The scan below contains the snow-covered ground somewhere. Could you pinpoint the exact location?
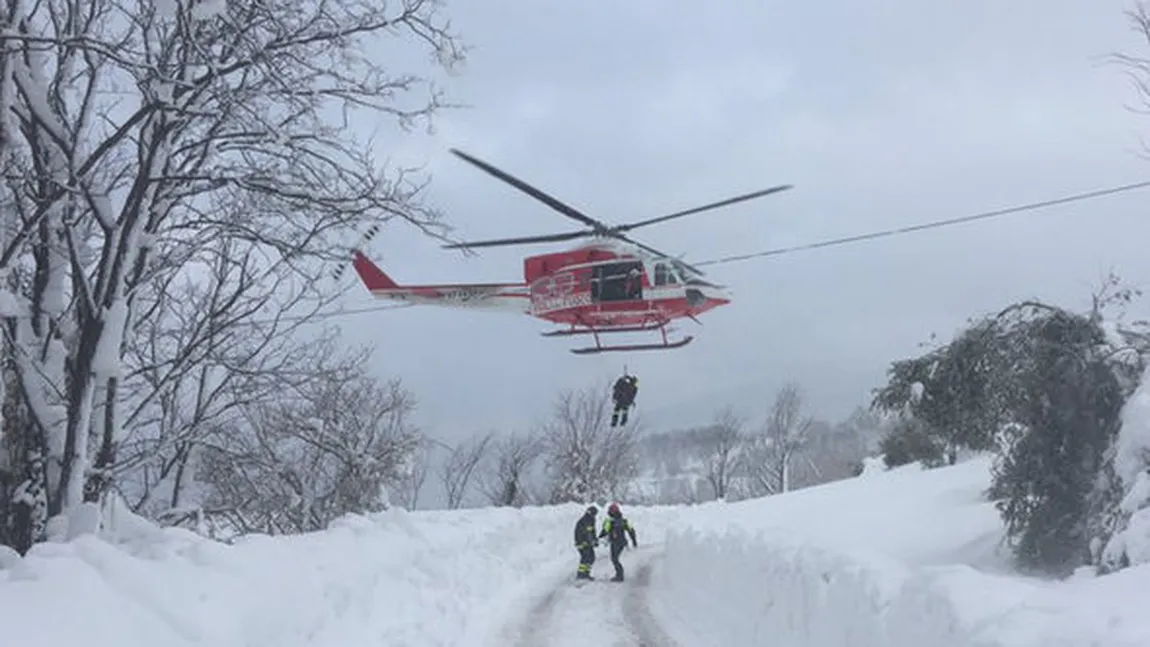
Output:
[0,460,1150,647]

--------------------------------

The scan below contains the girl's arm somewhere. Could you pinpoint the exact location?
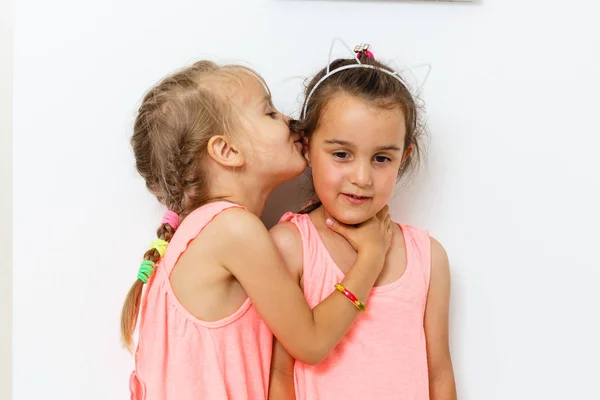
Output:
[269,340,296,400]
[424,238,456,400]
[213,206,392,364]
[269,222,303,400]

--------------------------------

SET PROBLEM
Rewrite the part of the lines that opens with the line containing "The scan below contains the snow-covered" and closes with the line containing "[0,460,1150,647]", changing "snow-covered ground" to "frozen field" and keeping everything else the same. Leave the pictures out of your answer.

RESULT OF THE EXERCISE
The scan below contains the frozen field somewhere. Could you pinpoint the exact location?
Output:
[0,460,1150,647]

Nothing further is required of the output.